WRITTEN REQUEST: Copy the records below word for word, leaving out the pictures.

GIVEN RECORDS:
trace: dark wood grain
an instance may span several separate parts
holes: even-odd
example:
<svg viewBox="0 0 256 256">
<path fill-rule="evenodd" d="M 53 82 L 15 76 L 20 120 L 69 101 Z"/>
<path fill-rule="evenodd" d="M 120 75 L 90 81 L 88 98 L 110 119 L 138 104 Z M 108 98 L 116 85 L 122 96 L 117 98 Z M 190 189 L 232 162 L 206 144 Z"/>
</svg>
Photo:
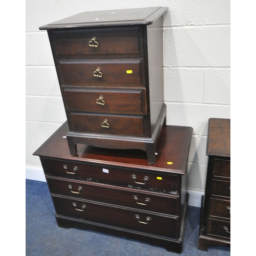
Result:
<svg viewBox="0 0 256 256">
<path fill-rule="evenodd" d="M 66 122 L 34 153 L 40 156 L 58 225 L 130 237 L 180 253 L 192 128 L 164 126 L 154 165 L 144 151 L 136 150 L 81 144 L 71 157 L 63 137 L 68 129 Z"/>
<path fill-rule="evenodd" d="M 190 127 L 166 125 L 163 127 L 157 144 L 157 161 L 149 164 L 144 151 L 136 150 L 116 150 L 78 144 L 78 154 L 70 156 L 66 135 L 69 130 L 65 122 L 34 153 L 52 158 L 111 164 L 119 167 L 157 170 L 167 173 L 186 174 L 193 129 Z M 65 137 L 65 138 L 63 138 Z M 172 164 L 167 163 L 172 162 Z"/>
<path fill-rule="evenodd" d="M 230 120 L 210 118 L 209 156 L 204 202 L 202 202 L 198 249 L 230 244 Z"/>
<path fill-rule="evenodd" d="M 81 220 L 90 220 L 105 225 L 118 226 L 123 228 L 146 232 L 170 238 L 179 238 L 177 229 L 179 228 L 179 220 L 176 217 L 156 215 L 145 212 L 141 210 L 135 210 L 126 207 L 116 207 L 103 203 L 98 204 L 77 199 L 70 199 L 55 196 L 52 196 L 56 214 L 62 216 L 74 217 Z M 76 204 L 74 207 L 72 203 Z M 82 209 L 83 205 L 86 206 L 84 211 L 76 210 Z M 140 223 L 135 218 L 138 215 L 140 221 L 145 222 L 147 217 L 152 220 L 148 224 Z M 163 225 L 163 223 L 165 225 Z"/>
<path fill-rule="evenodd" d="M 47 177 L 47 180 L 52 194 L 179 216 L 180 202 L 178 196 L 162 193 L 160 195 L 148 190 L 143 193 L 133 188 L 117 187 L 92 182 L 71 181 L 50 176 Z M 72 186 L 72 188 L 69 187 L 70 185 Z M 80 191 L 78 190 L 79 187 L 82 188 Z M 138 197 L 137 201 L 134 198 L 134 196 Z M 147 202 L 146 198 L 150 198 L 150 202 Z"/>
<path fill-rule="evenodd" d="M 230 119 L 209 119 L 207 155 L 230 156 Z"/>
<path fill-rule="evenodd" d="M 145 89 L 62 87 L 67 111 L 145 115 Z"/>
<path fill-rule="evenodd" d="M 94 76 L 98 68 L 101 77 Z M 56 68 L 63 86 L 145 86 L 144 59 L 58 59 Z"/>
<path fill-rule="evenodd" d="M 39 29 L 150 25 L 167 10 L 167 7 L 148 7 L 87 12 L 41 26 Z"/>
<path fill-rule="evenodd" d="M 95 111 L 91 108 L 83 111 L 81 105 L 75 104 L 71 110 L 71 102 L 76 100 L 74 93 L 61 89 L 70 127 L 67 136 L 72 156 L 77 154 L 77 144 L 83 143 L 116 150 L 144 150 L 148 162 L 155 163 L 156 143 L 166 123 L 163 14 L 167 9 L 154 7 L 116 10 L 111 13 L 109 11 L 84 13 L 40 28 L 48 31 L 61 88 L 104 87 L 110 91 L 127 88 L 131 89 L 131 93 L 136 88 L 145 88 L 142 100 L 138 101 L 135 97 L 134 101 L 137 101 L 137 104 L 131 101 L 130 104 L 137 105 L 136 111 L 141 110 L 139 115 L 143 116 L 139 122 L 138 118 L 124 116 L 134 115 L 134 111 L 132 108 L 127 111 L 129 99 L 122 100 L 126 97 L 124 95 L 112 98 L 113 104 L 117 106 L 112 111 L 109 109 L 108 113 L 123 116 L 113 117 L 112 129 L 108 130 L 99 129 L 98 116 L 88 115 L 89 112 L 97 113 L 103 116 L 105 109 L 97 106 Z M 100 17 L 93 18 L 100 14 Z M 88 97 L 88 94 L 80 95 L 78 101 L 84 102 L 87 100 L 84 98 Z M 123 106 L 118 108 L 121 101 Z M 136 126 L 139 127 L 136 129 Z M 106 135 L 119 137 L 111 141 Z"/>
<path fill-rule="evenodd" d="M 144 57 L 141 27 L 51 31 L 58 58 Z M 92 41 L 95 37 L 96 39 Z M 97 47 L 90 47 L 94 45 Z"/>
</svg>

TASK RESULT:
trace: dark wood grain
an instance may span several separate parts
holes: even-odd
example:
<svg viewBox="0 0 256 256">
<path fill-rule="evenodd" d="M 53 82 L 15 76 L 20 120 L 69 101 Z"/>
<path fill-rule="evenodd" d="M 120 75 L 90 81 L 88 98 L 110 119 L 138 104 Z M 108 98 L 116 85 L 122 96 L 117 98 Z M 190 189 L 232 162 L 206 144 Z"/>
</svg>
Photo:
Result:
<svg viewBox="0 0 256 256">
<path fill-rule="evenodd" d="M 66 122 L 34 153 L 40 156 L 58 225 L 130 237 L 180 253 L 192 128 L 164 126 L 154 165 L 144 151 L 136 150 L 81 144 L 71 157 L 63 137 L 68 129 Z"/>
<path fill-rule="evenodd" d="M 190 127 L 166 125 L 163 127 L 157 144 L 157 161 L 149 164 L 144 151 L 136 150 L 116 150 L 78 144 L 78 154 L 70 156 L 66 135 L 69 130 L 65 122 L 34 153 L 52 158 L 111 164 L 119 167 L 157 170 L 167 173 L 186 174 L 193 129 Z M 65 137 L 65 138 L 63 138 Z M 172 164 L 167 163 L 172 162 Z"/>
<path fill-rule="evenodd" d="M 230 120 L 210 118 L 209 156 L 204 202 L 202 202 L 198 249 L 230 244 Z"/>
<path fill-rule="evenodd" d="M 81 220 L 90 220 L 105 225 L 118 226 L 123 228 L 146 232 L 170 238 L 179 238 L 177 229 L 179 228 L 179 220 L 176 217 L 156 215 L 145 212 L 141 210 L 135 210 L 126 207 L 116 207 L 103 203 L 98 204 L 77 199 L 70 199 L 55 196 L 52 196 L 56 214 L 62 216 L 74 217 Z M 76 204 L 74 207 L 72 203 Z M 82 209 L 83 205 L 86 206 L 84 211 L 76 210 Z M 140 223 L 135 218 L 138 215 L 140 221 L 145 222 L 147 217 L 152 220 L 148 224 Z M 163 225 L 163 223 L 165 225 Z"/>
<path fill-rule="evenodd" d="M 47 177 L 47 180 L 52 194 L 179 216 L 180 202 L 178 196 L 162 193 L 160 195 L 148 190 L 143 193 L 133 188 L 117 187 L 92 182 L 71 181 L 50 176 Z M 72 186 L 72 188 L 69 187 L 70 185 Z M 80 191 L 78 190 L 79 187 L 82 188 Z M 138 197 L 137 201 L 134 198 L 134 196 Z M 147 202 L 146 198 L 150 198 L 150 202 Z"/>
<path fill-rule="evenodd" d="M 230 119 L 209 119 L 207 155 L 230 156 Z"/>
<path fill-rule="evenodd" d="M 145 89 L 62 87 L 67 111 L 145 115 Z"/>
<path fill-rule="evenodd" d="M 94 76 L 98 68 L 101 77 Z M 56 68 L 63 86 L 145 86 L 144 59 L 58 59 Z"/>
<path fill-rule="evenodd" d="M 39 29 L 150 25 L 167 10 L 167 7 L 148 7 L 87 12 L 41 26 Z"/>
<path fill-rule="evenodd" d="M 95 111 L 91 108 L 83 111 L 81 105 L 75 104 L 71 110 L 71 102 L 76 100 L 74 93 L 61 89 L 70 127 L 67 136 L 72 156 L 77 154 L 77 144 L 83 143 L 116 150 L 144 150 L 148 162 L 155 163 L 156 143 L 166 123 L 163 14 L 167 9 L 154 7 L 116 10 L 111 13 L 109 11 L 84 13 L 40 28 L 48 31 L 61 88 L 104 87 L 110 91 L 127 88 L 131 89 L 131 93 L 136 88 L 145 88 L 142 100 L 138 101 L 135 97 L 134 101 L 137 101 L 137 104 L 131 101 L 130 104 L 137 105 L 136 111 L 141 110 L 139 115 L 143 116 L 139 122 L 138 118 L 124 116 L 134 115 L 134 111 L 132 108 L 127 111 L 129 99 L 122 100 L 126 97 L 124 95 L 112 98 L 113 104 L 117 106 L 112 111 L 109 109 L 108 113 L 123 116 L 113 117 L 112 129 L 108 130 L 99 129 L 98 116 L 88 115 L 89 112 L 97 113 L 103 116 L 105 109 L 97 106 Z M 100 17 L 93 18 L 100 14 Z M 88 97 L 88 94 L 80 95 L 78 101 L 84 102 L 87 100 L 84 98 Z M 123 106 L 118 108 L 121 101 Z M 136 126 L 139 127 L 136 129 Z M 106 135 L 119 137 L 111 141 Z"/>
<path fill-rule="evenodd" d="M 144 57 L 141 27 L 51 31 L 58 58 Z M 92 41 L 95 37 L 96 39 Z M 97 47 L 90 47 L 94 45 Z"/>
</svg>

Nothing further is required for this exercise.